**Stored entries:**
───

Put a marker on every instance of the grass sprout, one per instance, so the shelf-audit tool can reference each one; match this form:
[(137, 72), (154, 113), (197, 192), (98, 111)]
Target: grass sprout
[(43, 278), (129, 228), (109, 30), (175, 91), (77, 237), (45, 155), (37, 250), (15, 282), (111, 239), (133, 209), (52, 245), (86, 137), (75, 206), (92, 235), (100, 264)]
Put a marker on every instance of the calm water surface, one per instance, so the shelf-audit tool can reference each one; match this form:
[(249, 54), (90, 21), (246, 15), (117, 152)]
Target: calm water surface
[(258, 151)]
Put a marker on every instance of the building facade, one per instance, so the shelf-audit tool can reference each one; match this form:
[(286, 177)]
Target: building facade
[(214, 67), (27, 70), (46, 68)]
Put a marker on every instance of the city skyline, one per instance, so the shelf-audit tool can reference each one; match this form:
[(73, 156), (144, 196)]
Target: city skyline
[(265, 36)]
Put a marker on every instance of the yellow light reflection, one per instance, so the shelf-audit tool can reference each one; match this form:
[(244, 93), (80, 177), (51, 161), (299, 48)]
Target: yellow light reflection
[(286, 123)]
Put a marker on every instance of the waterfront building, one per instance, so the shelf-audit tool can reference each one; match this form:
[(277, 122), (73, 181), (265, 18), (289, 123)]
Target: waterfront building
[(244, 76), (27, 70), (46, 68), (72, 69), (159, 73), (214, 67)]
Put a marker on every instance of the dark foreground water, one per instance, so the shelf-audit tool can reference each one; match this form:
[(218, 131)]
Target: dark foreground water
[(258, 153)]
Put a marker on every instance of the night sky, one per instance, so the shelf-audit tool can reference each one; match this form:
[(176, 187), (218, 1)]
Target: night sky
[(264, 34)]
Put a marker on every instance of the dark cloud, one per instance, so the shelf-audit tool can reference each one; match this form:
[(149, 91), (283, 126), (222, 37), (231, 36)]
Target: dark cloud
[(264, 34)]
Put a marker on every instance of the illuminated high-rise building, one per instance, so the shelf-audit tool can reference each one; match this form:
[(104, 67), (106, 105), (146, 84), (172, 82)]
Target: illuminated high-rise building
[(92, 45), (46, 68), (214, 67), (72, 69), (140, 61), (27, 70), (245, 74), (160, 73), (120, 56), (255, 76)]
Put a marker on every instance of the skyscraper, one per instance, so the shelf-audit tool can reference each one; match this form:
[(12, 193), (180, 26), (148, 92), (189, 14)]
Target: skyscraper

───

**Description of the task:** Each line above must be printed exactly as it appears.

**Exercise solution:**
Put a marker on every instance of the grass sprout, one per instance, so the shelf-audit tool can reference each one; match this form:
[(137, 72), (154, 113), (197, 192), (98, 111)]
Target: grass sprout
[(43, 278), (129, 228), (109, 30), (175, 91), (77, 237), (45, 155), (37, 250), (15, 282), (111, 239), (133, 209), (52, 245), (86, 137), (75, 206), (92, 235), (100, 264)]
Put a marker on every instance of the calm water surface, one per instance, so the shelf-audit tool can reference each one; match this form:
[(249, 54), (90, 21), (246, 15), (117, 152)]
Target: calm water surface
[(258, 151)]
Put a marker on every instance of the building facade, one per instance, so the shelf-audit tool can reference each one; match this form:
[(286, 177)]
Target: building facade
[(214, 67), (27, 70), (46, 68)]
Put a marker on every instance of the city skyline, one per instance, so the shelf-audit tool can reference each one; match this form:
[(73, 156), (144, 196)]
Target: city skyline
[(265, 36)]
Put a marker on every instance of the yellow light reflection, one per instance, so the shelf-audit tool can reference each one; match this form:
[(244, 93), (80, 177), (51, 161), (299, 48)]
Target: yellow light reflection
[(286, 123)]
Put a marker on every instance of the waterfront building, one per instance, so the shelf-audit tool can reference each one; match this form:
[(277, 122), (73, 181), (265, 18), (289, 123)]
Target: waterfront building
[(244, 76), (27, 70), (46, 68), (72, 69), (159, 73), (214, 67)]
Put a marker on every instance of the dark foreground water, one per instance, so the shelf-audit tool can reference each one; match this form:
[(218, 131)]
Target: dark foreground water
[(258, 153)]
Put a marker on every instance of the night sky, one per instance, so the shelf-audit tool can reference each one; match this form:
[(176, 187), (218, 1)]
Target: night sky
[(264, 34)]
Put a marker on every instance of the dark cloud, one per instance, so the shelf-audit tool can reference each one; match this form:
[(149, 91), (283, 126), (222, 37), (231, 36)]
Target: dark cloud
[(264, 34)]
Put a marker on every instance of the illuminated high-rise building, one per instance, so the shelf-audit tool can reference each one; match this form:
[(104, 67), (106, 105), (146, 84), (172, 82)]
Target: illuminated high-rise building
[(92, 45), (46, 68), (214, 67), (72, 69), (140, 61), (27, 70), (245, 74), (160, 73), (120, 56), (255, 76)]
Put a marker on every instance of the skyscraper, one per instance, so the shelf-audit tool can reference each one; match this form:
[(12, 193), (180, 26), (148, 92), (189, 14)]
Target: skyscraper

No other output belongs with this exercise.